- DOCUMENT PASSAGE -

Read Mistborn, and it... turned out better than I had feared from the early bits. Vin seemed to be going down a really annoying road at first, but she actually learned things and grew as a character rather than getting caught in tough-abuse-victim stasis. Sazed was great. The facts of the Lord Ruler were really interesting, and used information we knew but probably hadn't correlated to make something that was certainly a twist but also pretty well executed.

Read Awake in the Night Land, a collection of four novellas/short stories set in the Night Land setting of William Hope Hodgson. Awake in the Night was pretty good and Cry of the Night Hound had some REALLY interesting stuff. The Last of All Suns still took Hodgson's conceits but swerved hard into something between Shadow out of Time and the ending of 2001: A Space Odyssey. It was pretty awesome, though it had its weaknesses. The third story (last I've to mention), Silence of the Night, was competent, but its tone was at odds with the rest, since it was the only one to defy the basic precepts of the setting in ways that didn't quite sit well: I mentioned a Lovecraft story in Last of All Suns, but that one still owes far, far more to Hodgson. Silence, however, seems more to present Hodgson's future history of earth through the lens of Lovecraft's view of the universe (it even drops a mention to the Hounds of Tindalos), which is very much at odds with Hodgson's that is otherwise used throughout. I'd probably think less of it if it weren't followed by Last of All Suns, which in its own way bridges the Hodgson-Lovecraft gap created by Silence.

Read The Servant Lord by Aneeka Richins. It's good, but it's also the second book in a series so I've some trouble talking about it without excessive spoilers for book one. This one... it's YA fiction, technically, though as with most good YA fiction when you're in the meat of the story it would not be easy to know: when I say this bit of "Young Adult" fiction compares in interesting ways of tone and theme to All the Windwracked Stars, that doesn't mean it's lighter and softer. Both books present a bleak struggle, are dark in the right places, and feature the right amount of redemption to be the light at the end of the tunnel of suffering to get there. The characters have to go through a lot for the promise of a happy ending to their story (And that simply as much as one can be had, given all that's come before), and sometimes it looks like all their struggles are for the impossible, even if the laws of narrative say that you won't have a shaggy dog story just yet (and that applies equally to Muire and Ki).

- WORK INSTRUCTIONS -
(a) List the four stories that the reading log names from the Awake in the Night Land collection.
(b) Extend the reading log with another paragraph or two, picking up right after its final sentence about The Servant Lord.
None of the rows are needed.

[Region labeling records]
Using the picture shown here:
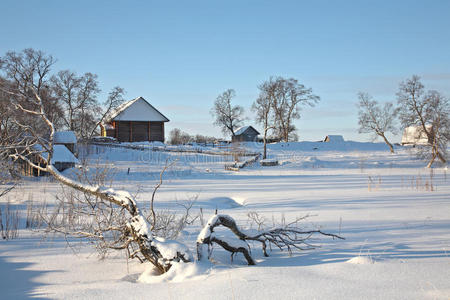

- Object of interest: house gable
[107,97,169,122]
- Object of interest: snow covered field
[0,142,450,299]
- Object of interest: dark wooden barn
[100,97,169,142]
[231,126,259,142]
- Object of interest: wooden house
[323,135,344,143]
[53,131,77,154]
[100,97,169,142]
[402,125,434,146]
[231,126,259,142]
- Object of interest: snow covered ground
[0,142,450,299]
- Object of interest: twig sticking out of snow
[197,214,344,265]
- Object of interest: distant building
[100,97,169,142]
[231,126,259,142]
[53,131,77,154]
[323,135,344,143]
[402,125,433,145]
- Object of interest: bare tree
[0,48,344,273]
[252,82,275,159]
[0,48,192,273]
[265,77,320,142]
[89,86,125,138]
[358,92,398,153]
[211,89,244,136]
[397,75,450,168]
[197,214,343,265]
[51,70,100,138]
[169,128,192,145]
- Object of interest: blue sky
[0,0,450,141]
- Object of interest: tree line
[211,77,320,159]
[358,75,450,167]
[211,75,450,167]
[0,49,125,139]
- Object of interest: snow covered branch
[197,214,344,265]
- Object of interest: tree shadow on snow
[0,256,49,299]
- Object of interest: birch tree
[211,89,244,137]
[252,82,275,159]
[358,92,398,153]
[266,77,320,142]
[397,75,450,168]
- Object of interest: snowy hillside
[0,142,450,299]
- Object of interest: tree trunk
[263,128,269,159]
[380,134,394,153]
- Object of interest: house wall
[112,121,164,142]
[114,99,168,122]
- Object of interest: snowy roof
[53,131,77,144]
[33,144,78,164]
[324,135,344,142]
[402,125,432,145]
[234,126,259,135]
[105,97,169,123]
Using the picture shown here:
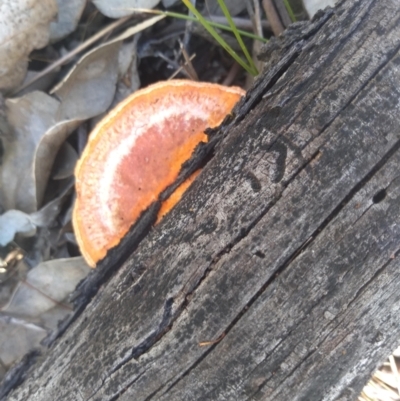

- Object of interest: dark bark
[4,0,400,401]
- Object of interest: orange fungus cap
[72,80,245,267]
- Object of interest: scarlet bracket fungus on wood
[73,80,245,267]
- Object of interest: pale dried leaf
[0,92,59,213]
[3,257,91,318]
[53,41,121,120]
[0,210,36,246]
[50,0,86,42]
[93,0,160,18]
[51,142,78,180]
[112,35,140,105]
[0,0,57,90]
[0,316,47,367]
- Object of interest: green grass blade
[126,8,268,43]
[218,0,258,74]
[182,0,257,75]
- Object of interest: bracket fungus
[73,80,245,267]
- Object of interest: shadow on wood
[3,0,400,401]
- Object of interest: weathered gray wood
[5,0,400,401]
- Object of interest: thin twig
[11,16,132,95]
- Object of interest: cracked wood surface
[5,0,400,401]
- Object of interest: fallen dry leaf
[0,0,57,91]
[93,0,160,18]
[50,0,86,42]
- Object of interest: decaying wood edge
[4,1,400,400]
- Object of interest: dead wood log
[4,0,400,401]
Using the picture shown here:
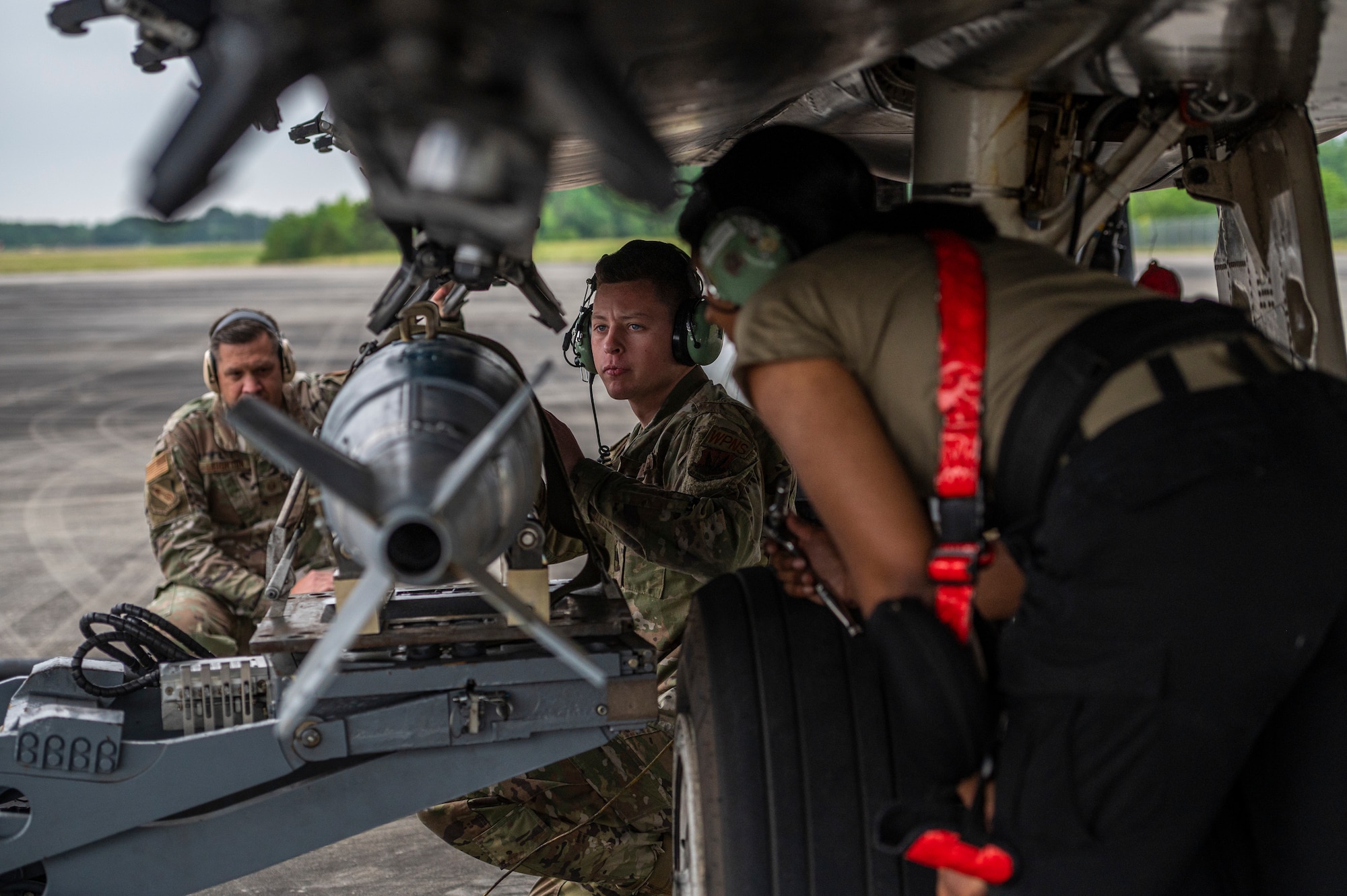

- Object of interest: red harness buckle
[925,230,990,643]
[902,827,1014,885]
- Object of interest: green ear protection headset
[562,259,725,377]
[698,209,799,308]
[201,308,295,394]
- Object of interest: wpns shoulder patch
[688,428,753,481]
[197,453,252,476]
[145,450,168,483]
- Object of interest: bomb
[229,317,606,740]
[310,335,543,585]
[229,328,543,585]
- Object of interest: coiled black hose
[70,604,214,697]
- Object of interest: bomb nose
[384,520,445,580]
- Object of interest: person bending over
[680,128,1347,896]
[420,240,789,896]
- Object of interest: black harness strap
[995,299,1257,545]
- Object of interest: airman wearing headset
[422,240,789,895]
[145,308,346,655]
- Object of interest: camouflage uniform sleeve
[145,424,265,615]
[571,405,764,578]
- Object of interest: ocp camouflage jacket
[145,373,346,615]
[550,368,789,690]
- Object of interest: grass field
[0,237,686,275]
[0,242,261,273]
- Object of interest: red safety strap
[902,829,1014,885]
[925,230,990,642]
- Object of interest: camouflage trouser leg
[145,582,257,656]
[420,726,674,896]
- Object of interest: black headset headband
[210,308,282,335]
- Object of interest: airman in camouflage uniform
[145,310,346,655]
[420,240,789,896]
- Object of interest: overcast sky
[0,0,366,222]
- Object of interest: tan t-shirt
[734,233,1154,496]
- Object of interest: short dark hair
[678,125,876,254]
[210,308,280,359]
[594,240,702,311]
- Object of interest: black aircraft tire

- RESPONSES BY TASK -
(a)
- Awake in the Night
- Cry of the Night Hound
- The Last of All Suns
- Silence of the Night

(b)
Rapid Fire Round: Clockwork (Phillip Pullman) and The El Dorado Adventure (Lloyd Alexander). Both kids' books. I can defend YA as not being qualitatively different from "Adult" books, but books for younger readers such as these are a different matter. All the same, the good among them don't talk down to their audience, which means they are still enjoyable at a multiple of the intended age. Clockwork is one I read first as a kid, and I have to say on rereading it there's a surprising lot in there that would, frankly, go over the head of a reader of 8 years. For The El Dorado Adventure... It's no secret that Lloyd Alexander is one of my all-time favorite authors, and reading the Vesper Holly series just reaffirms why. He tells a story first, and it usually feels like he just happens to tell it in such a way that it's suitable in content and linguistic considerations for younger readers.

I've also read The Dreamer, by EJ Mellow, lately, but I've talked about that at length in its own thread. I've also also read Dark & Day, by Israel Grey, lately, but I think I'm going to talk at length about that one, too...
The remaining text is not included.